» **Given request**: In full and without deviation, write out the entries that follow.

+ + + + + + +

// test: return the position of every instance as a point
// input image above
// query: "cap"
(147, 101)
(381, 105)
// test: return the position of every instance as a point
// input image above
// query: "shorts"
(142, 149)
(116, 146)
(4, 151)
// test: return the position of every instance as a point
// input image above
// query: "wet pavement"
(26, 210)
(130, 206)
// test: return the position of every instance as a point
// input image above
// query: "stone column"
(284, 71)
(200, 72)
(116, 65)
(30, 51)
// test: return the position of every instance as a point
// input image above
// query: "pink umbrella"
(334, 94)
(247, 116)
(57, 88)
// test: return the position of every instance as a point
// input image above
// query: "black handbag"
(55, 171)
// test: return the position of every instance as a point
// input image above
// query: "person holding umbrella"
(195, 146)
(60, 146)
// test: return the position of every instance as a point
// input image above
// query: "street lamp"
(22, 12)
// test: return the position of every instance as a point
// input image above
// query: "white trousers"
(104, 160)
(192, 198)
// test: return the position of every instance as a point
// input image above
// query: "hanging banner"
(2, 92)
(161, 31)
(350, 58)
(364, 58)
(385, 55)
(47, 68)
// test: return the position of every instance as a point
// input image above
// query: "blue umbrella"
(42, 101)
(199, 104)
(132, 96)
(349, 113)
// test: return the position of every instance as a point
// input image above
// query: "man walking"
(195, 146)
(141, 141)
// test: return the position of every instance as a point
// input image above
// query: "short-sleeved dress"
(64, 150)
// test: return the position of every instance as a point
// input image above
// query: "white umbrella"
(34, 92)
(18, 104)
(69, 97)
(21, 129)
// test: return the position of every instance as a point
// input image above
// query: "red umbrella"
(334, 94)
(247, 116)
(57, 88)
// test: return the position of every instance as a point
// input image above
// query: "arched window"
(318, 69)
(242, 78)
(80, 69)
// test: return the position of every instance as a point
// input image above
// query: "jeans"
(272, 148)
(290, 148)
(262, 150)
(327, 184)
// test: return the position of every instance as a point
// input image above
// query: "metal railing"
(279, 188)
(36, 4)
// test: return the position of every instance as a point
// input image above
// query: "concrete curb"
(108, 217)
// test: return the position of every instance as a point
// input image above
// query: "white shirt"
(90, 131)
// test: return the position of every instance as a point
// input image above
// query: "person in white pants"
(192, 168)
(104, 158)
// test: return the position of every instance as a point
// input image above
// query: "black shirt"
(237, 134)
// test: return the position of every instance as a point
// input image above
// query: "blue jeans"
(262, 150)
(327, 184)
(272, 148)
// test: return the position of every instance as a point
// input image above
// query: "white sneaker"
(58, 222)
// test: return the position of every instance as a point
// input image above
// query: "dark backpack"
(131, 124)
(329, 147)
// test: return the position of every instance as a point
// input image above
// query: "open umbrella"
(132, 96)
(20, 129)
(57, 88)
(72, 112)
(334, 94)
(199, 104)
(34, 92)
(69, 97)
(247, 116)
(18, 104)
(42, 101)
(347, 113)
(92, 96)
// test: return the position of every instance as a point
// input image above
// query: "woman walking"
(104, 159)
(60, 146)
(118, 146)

+ + + + + + +

» **Expected answer**:
// test: return the position of every instance as a point
// input image above
// query: "cap"
(147, 101)
(381, 105)
// test: return the position of every instance as a point
// input image above
// query: "shorts"
(142, 149)
(116, 146)
(4, 151)
// test: return the position of every instance as a point
// input image above
// query: "wet pavement"
(26, 210)
(130, 206)
// test: return the position of every instance as a point
// input image above
// query: "stone column"
(284, 71)
(200, 72)
(116, 65)
(30, 51)
// test: return the position of every instance as a point
// input image above
// query: "pink umbrella"
(334, 94)
(247, 116)
(57, 88)
// test: return the position of every instance as a point
// input image above
// query: "black handbag"
(55, 171)
// test: return the position of every instance as a point
// input image above
// query: "person holding umbrella"
(195, 146)
(60, 146)
// test: return the position of every instance as a point
// input image above
// query: "street lamp"
(22, 12)
// test: return the position of every instance as a point
// input image above
// query: "white trousers"
(104, 160)
(192, 198)
// test: return the position of every instance as a point
// input image above
// query: "hanging banner"
(2, 92)
(161, 31)
(350, 58)
(364, 58)
(385, 55)
(47, 68)
// test: return the position of every instance as a point
// input image above
// query: "blue umbrella"
(42, 101)
(199, 104)
(132, 96)
(349, 113)
// test: return the position of every instance as a point
// input image above
// query: "man walking"
(195, 146)
(141, 141)
// test: return the position of every instance as a point
// input image above
// query: "short-sleeved dress"
(64, 150)
// test: return the position of every instance as a point
// input image above
// query: "white umbrella"
(34, 92)
(18, 104)
(69, 97)
(21, 129)
// test: return the position of every instance as a point
// input image above
// query: "red umbrella"
(334, 94)
(247, 116)
(57, 88)
// test: return the position of every instance as a point
// input image above
// query: "arched window"
(318, 69)
(242, 78)
(80, 69)
// test: return the position of every instance as a point
// input image above
// query: "jeans"
(272, 148)
(290, 148)
(262, 150)
(327, 184)
// test: return the position of every instance as a point
// input image above
// query: "metal railing"
(279, 188)
(36, 4)
// test: return the position of every instance as a point
// input image above
// query: "concrete curb"
(108, 217)
// test: return the position of every instance as a point
// input image above
// query: "white shirt"
(90, 131)
// test: return the position of every instance as a point
// input image above
// query: "person in white pants"
(192, 168)
(104, 158)
// test: return the position of every instance as a point
// input image above
// query: "black shirt"
(237, 134)
// test: return the position of every instance as a point
// input image above
// query: "blue jeans"
(262, 150)
(327, 184)
(272, 148)
// test: return the position of every instance as a point
// input image above
// query: "white sneaker"
(58, 222)
// test: return the position of every instance as a point
// input image above
// query: "dark backpack"
(131, 124)
(329, 147)
// test: return the position of every instance as a point
// input image above
// query: "open umbrella"
(132, 96)
(20, 129)
(57, 88)
(72, 112)
(334, 94)
(199, 104)
(34, 92)
(69, 97)
(247, 116)
(18, 104)
(42, 101)
(347, 113)
(92, 96)
// test: return the position of every instance as a point
// input image above
// query: "woman walking"
(104, 159)
(60, 146)
(118, 146)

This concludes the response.